# [Information given]
┄┄┄┄┄┄┄┄┄┄
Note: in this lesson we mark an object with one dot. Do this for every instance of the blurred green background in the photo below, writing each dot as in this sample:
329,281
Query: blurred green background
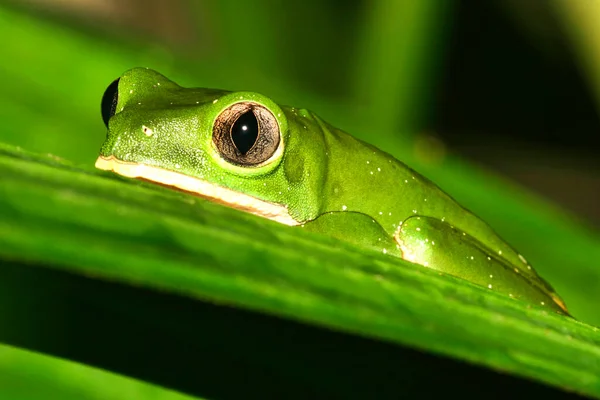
505,92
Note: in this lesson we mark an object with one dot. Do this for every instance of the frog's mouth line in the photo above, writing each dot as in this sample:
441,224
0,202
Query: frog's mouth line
218,194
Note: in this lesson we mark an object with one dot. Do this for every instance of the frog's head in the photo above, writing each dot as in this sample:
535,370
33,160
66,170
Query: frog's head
235,148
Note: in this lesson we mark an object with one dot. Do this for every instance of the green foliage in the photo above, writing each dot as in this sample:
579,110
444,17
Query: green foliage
62,222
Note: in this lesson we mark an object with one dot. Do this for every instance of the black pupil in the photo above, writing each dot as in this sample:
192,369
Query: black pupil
244,132
109,101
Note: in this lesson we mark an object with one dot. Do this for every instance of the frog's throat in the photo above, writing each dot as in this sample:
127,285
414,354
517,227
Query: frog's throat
198,187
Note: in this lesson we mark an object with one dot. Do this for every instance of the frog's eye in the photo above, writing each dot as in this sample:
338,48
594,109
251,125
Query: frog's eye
109,101
246,134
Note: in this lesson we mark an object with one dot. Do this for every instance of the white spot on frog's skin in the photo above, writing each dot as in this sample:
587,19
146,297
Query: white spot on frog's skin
240,201
147,131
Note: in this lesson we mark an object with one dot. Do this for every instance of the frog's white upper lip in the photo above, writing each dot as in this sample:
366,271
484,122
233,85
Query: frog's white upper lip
219,194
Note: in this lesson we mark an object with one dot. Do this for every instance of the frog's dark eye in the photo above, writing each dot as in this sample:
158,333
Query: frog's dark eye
109,101
246,134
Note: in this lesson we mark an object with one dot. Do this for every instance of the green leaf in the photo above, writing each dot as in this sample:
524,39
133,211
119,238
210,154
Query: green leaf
32,376
76,222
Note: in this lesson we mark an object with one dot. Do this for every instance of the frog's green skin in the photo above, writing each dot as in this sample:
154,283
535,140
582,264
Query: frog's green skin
317,177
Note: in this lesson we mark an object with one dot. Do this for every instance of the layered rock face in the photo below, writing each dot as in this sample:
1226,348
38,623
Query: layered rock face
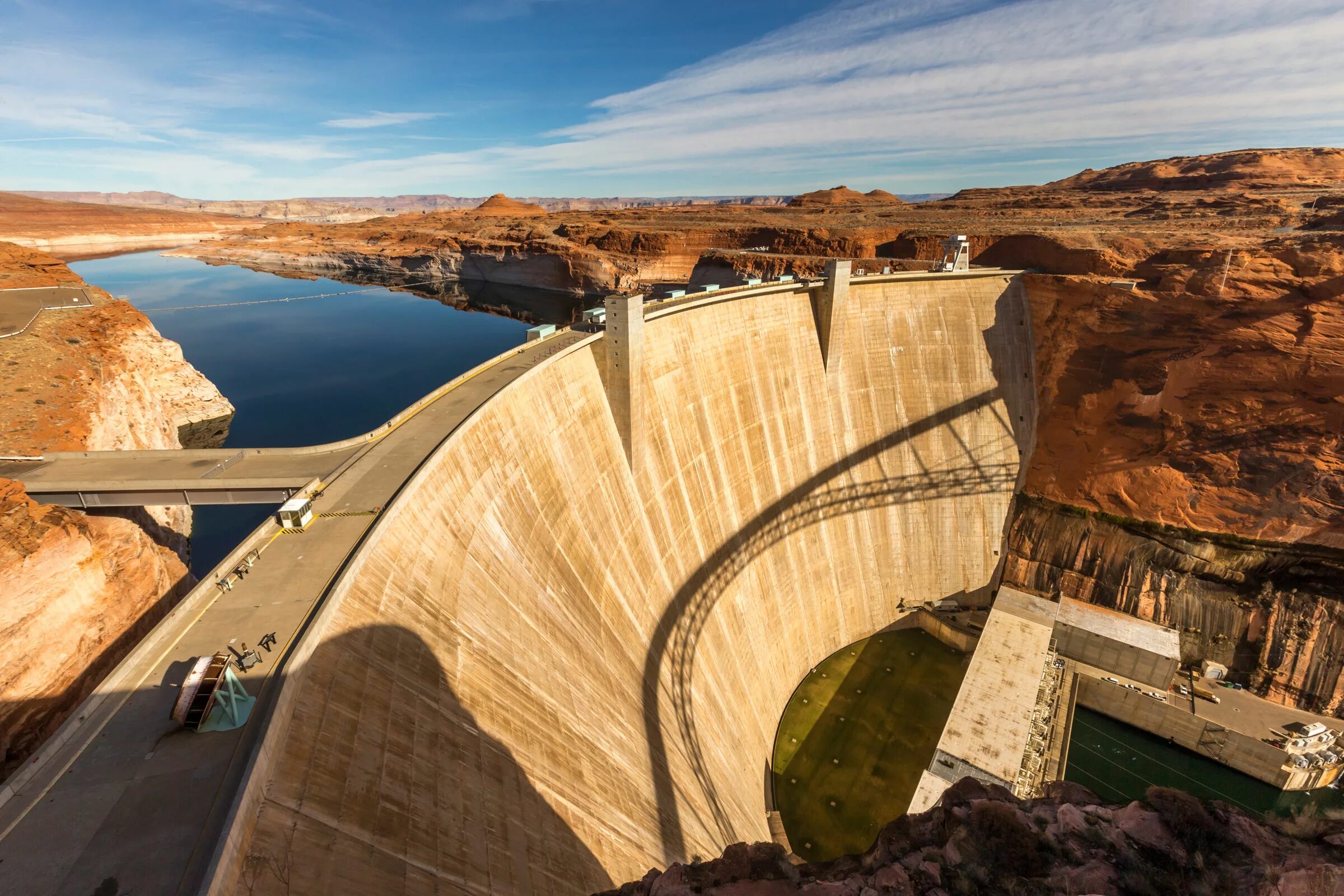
1208,396
81,589
982,840
599,651
82,227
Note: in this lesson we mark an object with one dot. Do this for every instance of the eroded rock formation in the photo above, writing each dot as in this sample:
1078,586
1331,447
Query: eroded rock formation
1273,613
982,840
1206,393
80,589
82,227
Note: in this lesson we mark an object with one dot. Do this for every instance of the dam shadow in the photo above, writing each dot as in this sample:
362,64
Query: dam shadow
832,492
397,785
459,812
528,304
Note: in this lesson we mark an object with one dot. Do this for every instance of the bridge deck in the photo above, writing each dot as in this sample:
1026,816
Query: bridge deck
131,796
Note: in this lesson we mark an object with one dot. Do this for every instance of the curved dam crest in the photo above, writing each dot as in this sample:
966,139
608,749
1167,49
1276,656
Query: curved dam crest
549,669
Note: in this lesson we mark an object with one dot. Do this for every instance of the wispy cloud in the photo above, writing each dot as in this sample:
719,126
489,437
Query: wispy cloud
496,10
865,88
381,119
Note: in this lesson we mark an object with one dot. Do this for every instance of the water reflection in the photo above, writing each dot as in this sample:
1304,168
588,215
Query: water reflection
319,370
1120,762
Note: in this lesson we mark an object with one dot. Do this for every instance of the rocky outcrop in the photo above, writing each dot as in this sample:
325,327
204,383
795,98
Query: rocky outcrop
844,197
501,206
81,589
1261,169
982,840
1272,613
1184,406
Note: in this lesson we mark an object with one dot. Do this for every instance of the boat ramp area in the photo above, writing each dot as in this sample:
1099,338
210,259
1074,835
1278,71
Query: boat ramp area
1038,659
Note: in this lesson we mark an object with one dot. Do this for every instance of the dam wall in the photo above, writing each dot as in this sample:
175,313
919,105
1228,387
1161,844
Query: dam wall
557,662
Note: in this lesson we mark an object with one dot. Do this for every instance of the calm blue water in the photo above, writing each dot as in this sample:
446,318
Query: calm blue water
318,370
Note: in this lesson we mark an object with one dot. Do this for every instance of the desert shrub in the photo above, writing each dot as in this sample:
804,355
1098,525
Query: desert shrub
1006,844
1186,817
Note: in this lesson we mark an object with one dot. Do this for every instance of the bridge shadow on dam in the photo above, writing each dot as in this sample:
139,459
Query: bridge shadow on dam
832,492
827,494
384,780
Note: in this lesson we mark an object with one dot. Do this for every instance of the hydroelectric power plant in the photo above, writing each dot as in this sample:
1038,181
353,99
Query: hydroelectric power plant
563,651
699,570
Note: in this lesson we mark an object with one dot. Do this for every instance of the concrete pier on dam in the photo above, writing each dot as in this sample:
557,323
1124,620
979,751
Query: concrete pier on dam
559,656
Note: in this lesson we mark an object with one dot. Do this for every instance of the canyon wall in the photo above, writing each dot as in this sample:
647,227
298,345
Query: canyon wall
1272,613
1190,465
81,589
548,669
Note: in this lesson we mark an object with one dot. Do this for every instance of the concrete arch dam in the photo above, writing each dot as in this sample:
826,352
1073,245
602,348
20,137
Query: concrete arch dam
561,656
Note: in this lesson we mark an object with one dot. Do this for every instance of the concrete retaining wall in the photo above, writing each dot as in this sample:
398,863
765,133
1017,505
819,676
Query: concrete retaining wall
949,634
550,669
1240,752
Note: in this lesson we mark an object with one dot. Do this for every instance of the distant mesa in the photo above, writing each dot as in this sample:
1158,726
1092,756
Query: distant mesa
1245,169
844,197
501,206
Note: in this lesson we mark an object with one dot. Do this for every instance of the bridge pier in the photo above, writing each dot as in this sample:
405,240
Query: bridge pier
831,308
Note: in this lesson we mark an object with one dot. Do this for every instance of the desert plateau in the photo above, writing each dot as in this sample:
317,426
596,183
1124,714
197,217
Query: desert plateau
843,448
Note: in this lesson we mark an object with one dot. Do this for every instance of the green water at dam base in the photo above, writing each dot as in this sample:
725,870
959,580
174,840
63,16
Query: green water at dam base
314,371
1120,762
855,736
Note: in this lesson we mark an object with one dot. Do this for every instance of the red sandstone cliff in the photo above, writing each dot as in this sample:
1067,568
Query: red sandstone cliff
80,589
982,840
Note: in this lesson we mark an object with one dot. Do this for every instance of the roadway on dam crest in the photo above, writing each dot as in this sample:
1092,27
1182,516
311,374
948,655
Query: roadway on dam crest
122,792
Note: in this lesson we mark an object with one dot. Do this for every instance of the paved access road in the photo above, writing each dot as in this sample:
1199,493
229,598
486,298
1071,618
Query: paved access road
132,799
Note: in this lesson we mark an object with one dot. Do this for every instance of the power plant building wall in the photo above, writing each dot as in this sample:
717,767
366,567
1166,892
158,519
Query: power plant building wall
554,665
1117,642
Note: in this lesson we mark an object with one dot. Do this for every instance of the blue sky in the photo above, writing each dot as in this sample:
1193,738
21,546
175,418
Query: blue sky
270,99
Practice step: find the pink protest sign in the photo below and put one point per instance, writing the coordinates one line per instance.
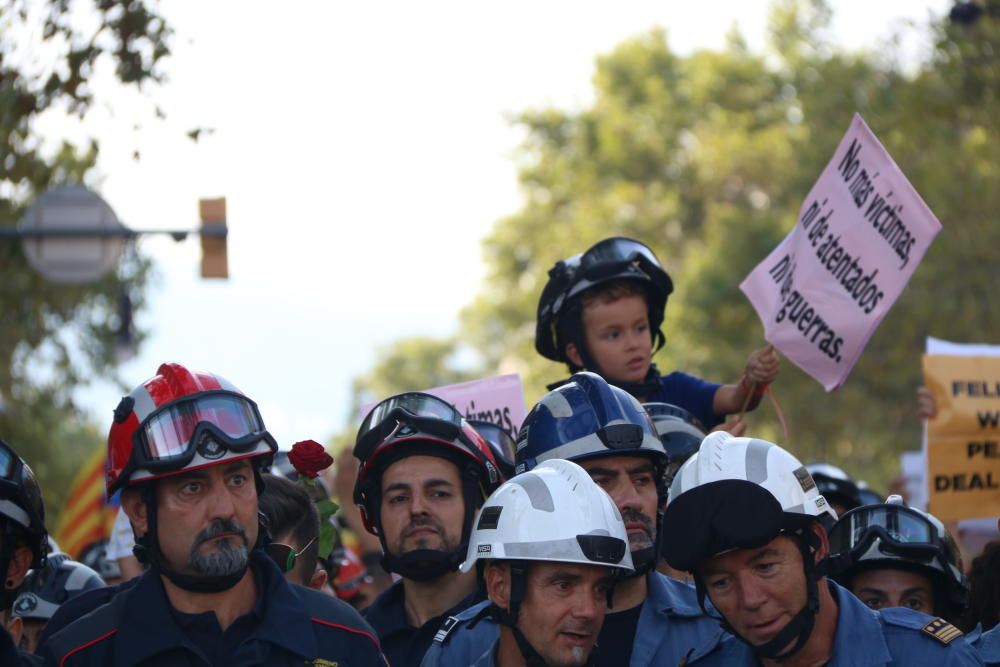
(498, 399)
(861, 233)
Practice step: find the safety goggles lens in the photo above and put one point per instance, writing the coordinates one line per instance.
(901, 525)
(413, 407)
(415, 403)
(168, 433)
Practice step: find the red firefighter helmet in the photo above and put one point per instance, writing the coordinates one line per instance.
(181, 420)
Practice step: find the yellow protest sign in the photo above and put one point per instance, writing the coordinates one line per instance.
(963, 440)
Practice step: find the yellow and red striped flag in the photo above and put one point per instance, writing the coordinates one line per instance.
(88, 516)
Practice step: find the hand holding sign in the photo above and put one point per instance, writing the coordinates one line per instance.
(861, 233)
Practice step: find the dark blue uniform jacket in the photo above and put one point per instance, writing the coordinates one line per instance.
(290, 625)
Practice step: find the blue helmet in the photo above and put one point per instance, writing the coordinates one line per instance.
(584, 419)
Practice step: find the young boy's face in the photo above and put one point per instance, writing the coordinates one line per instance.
(618, 338)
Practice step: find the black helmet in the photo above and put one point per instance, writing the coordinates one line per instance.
(891, 535)
(21, 507)
(680, 432)
(48, 587)
(615, 258)
(95, 556)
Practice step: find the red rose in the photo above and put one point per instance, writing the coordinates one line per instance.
(309, 458)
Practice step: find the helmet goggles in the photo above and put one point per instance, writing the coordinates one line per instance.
(498, 439)
(902, 532)
(170, 437)
(410, 412)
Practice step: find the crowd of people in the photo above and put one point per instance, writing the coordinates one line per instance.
(633, 522)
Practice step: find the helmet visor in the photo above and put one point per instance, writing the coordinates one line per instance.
(417, 410)
(610, 255)
(901, 530)
(168, 435)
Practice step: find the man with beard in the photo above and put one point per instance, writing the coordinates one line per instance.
(187, 450)
(551, 545)
(424, 471)
(654, 620)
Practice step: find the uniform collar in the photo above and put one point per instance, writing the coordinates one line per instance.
(145, 607)
(671, 597)
(387, 613)
(488, 659)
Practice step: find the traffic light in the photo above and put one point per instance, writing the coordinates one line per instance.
(214, 255)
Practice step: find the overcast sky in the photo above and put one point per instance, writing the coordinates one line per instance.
(364, 151)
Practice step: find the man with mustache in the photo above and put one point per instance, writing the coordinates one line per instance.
(654, 620)
(424, 471)
(187, 450)
(551, 546)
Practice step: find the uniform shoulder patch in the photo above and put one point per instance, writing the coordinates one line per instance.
(446, 627)
(942, 630)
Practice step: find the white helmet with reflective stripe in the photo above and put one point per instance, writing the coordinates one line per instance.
(556, 513)
(722, 456)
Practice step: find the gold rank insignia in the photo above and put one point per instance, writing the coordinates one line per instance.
(942, 630)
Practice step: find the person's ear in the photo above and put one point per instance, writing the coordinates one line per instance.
(135, 508)
(497, 579)
(318, 580)
(573, 354)
(18, 568)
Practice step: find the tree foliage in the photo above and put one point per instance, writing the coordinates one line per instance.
(707, 158)
(56, 337)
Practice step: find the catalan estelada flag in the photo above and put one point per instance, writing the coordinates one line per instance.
(88, 516)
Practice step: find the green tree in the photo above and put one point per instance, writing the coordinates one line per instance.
(56, 337)
(708, 157)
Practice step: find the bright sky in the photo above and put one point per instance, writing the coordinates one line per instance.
(364, 151)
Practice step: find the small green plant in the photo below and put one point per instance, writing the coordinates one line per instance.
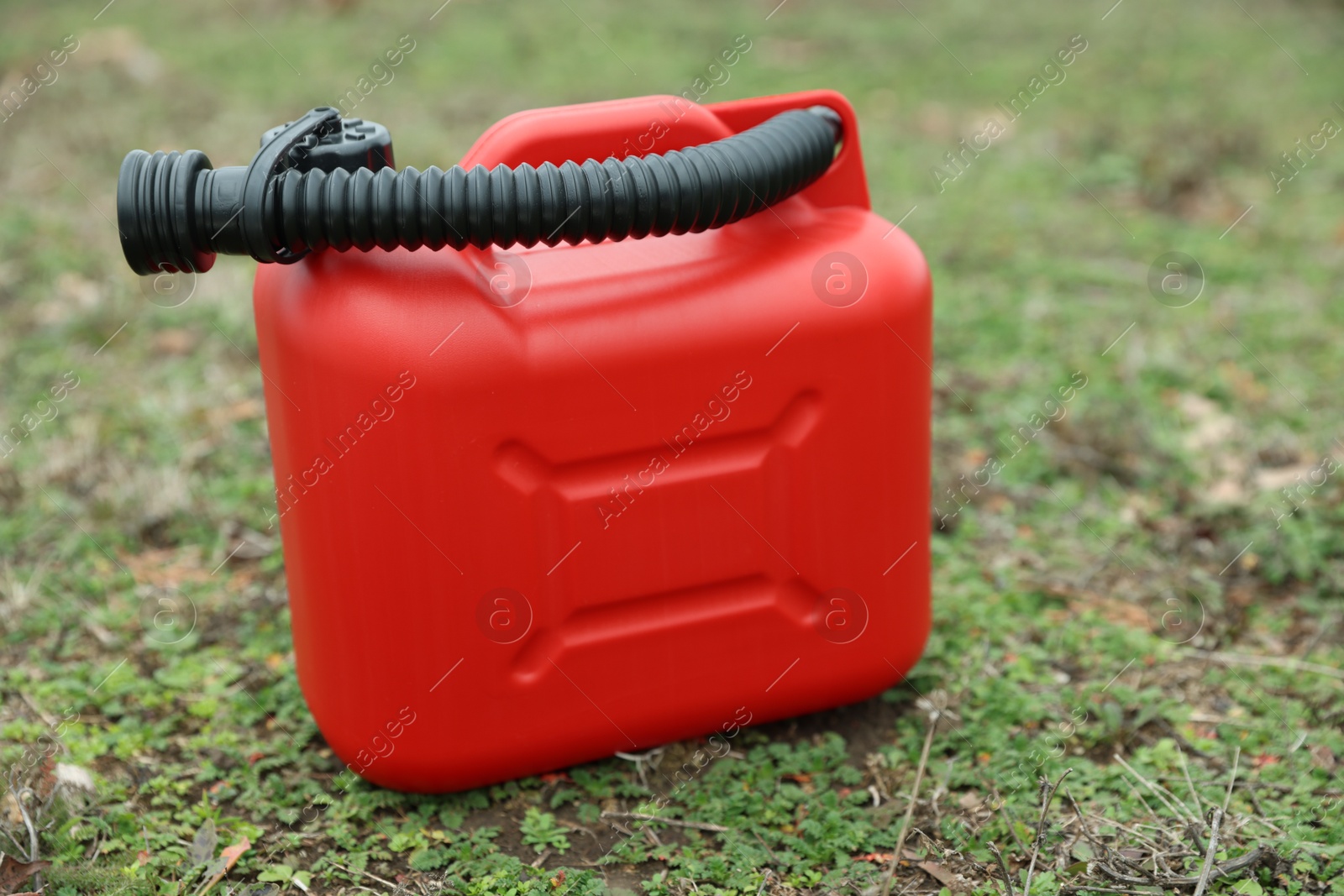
(541, 832)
┄┄┄┄┄┄┄┄┄┄
# [The problem]
The copy should hold exactly the lines from the line containing "Practice step: find the tree" through the end of the data, both ends included, and no pictures.

# [The output]
Practice step: find the tree foliage in the photo above and put one point per instance, writing the coordinates one line per instance.
(707, 158)
(56, 337)
Practice step: find the catalan estelada flag in the photo above and put one point per instance, writing the coordinates one line per instance.
(88, 516)
Practice step: find the green tree in the photo above and put one point per instance, writing the coordinates one line per instance.
(56, 337)
(708, 157)
Practice step: find the bright sky in the photo above and put one point per instance, writing the coordinates one line per instance.
(364, 151)
Practice step: find the small green plant in the photo below and put one point per instance, writing the coordinates one line per instance.
(541, 832)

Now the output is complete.